## begin Article
St George’s Anglican

St George’s Anglican Church Cemetery (Lowville)

Location:
7051 Guelph Line (Lowville), Burlington, Halton Region, Ontario, Canada.
Concession 4, lot 11, Nelson Township.

GPS:
Latitude: 43.449215°N
Longitude: –79.928°W

History:
According to an early church history, a nondenominational Sunday school was held in the Lowville area as early as 1836. Among the early ministers who held services were Rev. Green of Burlington [possibly the Rev. Thomas Greene of Wellington Square] and Rev. Graham of St. Stephen’s Hornby. Rev. Graham became the first minister of St. John’s Nassagaweya and St. George’s Lowville.
## end Article
Can you reproduce word for word the stretch from "St George’s Anglican Church" through "St. George’s Lowville." in the cemetery page above?
## begin Record list
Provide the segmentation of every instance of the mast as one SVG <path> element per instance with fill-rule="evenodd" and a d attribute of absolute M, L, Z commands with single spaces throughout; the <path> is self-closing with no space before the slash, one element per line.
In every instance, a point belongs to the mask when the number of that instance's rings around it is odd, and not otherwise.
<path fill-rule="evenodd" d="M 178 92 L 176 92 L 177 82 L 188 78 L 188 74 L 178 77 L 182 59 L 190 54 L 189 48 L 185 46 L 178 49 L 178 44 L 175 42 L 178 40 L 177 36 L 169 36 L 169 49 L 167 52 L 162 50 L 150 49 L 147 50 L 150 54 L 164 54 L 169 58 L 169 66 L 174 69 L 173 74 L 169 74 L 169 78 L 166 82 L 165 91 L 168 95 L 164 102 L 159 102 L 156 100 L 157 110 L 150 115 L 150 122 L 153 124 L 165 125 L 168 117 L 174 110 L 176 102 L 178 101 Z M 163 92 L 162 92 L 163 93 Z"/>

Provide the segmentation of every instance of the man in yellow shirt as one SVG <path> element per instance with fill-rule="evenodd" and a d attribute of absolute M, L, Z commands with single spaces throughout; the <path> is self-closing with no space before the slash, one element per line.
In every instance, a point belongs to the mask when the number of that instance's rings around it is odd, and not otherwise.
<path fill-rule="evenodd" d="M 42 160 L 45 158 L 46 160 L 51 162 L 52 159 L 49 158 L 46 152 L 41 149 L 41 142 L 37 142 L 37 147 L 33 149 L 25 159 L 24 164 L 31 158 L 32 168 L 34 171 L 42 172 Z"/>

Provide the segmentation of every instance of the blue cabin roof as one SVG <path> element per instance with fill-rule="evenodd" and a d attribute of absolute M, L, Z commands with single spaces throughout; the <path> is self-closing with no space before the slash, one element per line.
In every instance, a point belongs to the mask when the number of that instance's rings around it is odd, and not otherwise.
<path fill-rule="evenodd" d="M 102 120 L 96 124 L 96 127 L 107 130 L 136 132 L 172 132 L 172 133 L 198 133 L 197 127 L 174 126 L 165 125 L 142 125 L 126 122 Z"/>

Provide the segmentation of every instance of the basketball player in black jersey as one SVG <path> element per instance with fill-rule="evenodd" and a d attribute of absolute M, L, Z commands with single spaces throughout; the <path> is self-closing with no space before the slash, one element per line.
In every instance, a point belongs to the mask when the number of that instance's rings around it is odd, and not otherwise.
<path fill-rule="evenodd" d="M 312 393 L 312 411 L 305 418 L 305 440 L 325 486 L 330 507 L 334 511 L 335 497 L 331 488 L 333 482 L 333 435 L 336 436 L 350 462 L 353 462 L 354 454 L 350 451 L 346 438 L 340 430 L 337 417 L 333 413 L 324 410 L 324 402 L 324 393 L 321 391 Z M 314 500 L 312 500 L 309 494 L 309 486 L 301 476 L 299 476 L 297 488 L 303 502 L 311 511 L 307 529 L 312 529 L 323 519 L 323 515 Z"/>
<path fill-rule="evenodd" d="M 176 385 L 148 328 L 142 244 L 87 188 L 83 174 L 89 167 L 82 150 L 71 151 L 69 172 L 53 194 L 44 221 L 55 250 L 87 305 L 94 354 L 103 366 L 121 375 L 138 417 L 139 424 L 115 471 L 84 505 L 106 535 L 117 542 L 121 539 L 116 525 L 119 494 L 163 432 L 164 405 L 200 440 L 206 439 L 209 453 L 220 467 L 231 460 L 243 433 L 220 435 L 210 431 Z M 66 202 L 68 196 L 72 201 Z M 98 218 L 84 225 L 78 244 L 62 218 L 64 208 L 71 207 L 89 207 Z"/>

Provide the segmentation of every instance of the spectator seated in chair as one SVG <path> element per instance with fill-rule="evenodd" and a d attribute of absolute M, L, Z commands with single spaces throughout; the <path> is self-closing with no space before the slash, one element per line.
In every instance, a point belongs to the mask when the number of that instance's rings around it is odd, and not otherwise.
## end Record list
• [Solution to the exercise]
St George’s Anglican Church Cemetery (Lowville)

Location:
7051 Guelph Line (Lowville), Burlington, Halton Region, Ontario, Canada.
Concession 4, lot 11, Nelson Township.

GPS:
Latitude: 43.449215°N
Longitude: –79.928°W

History:
According to an early church history, a nondenominational Sunday school was held in the Lowville area as early as 1836. Among the early ministers who held services were Rev. Green of Burlington [possibly the Rev. Thomas Greene of Wellington Square] and Rev. Graham of St. Stephen’s Hornby. Rev. Graham became the first minister of St. John’s Nassagaweya and St. George’s Lowville.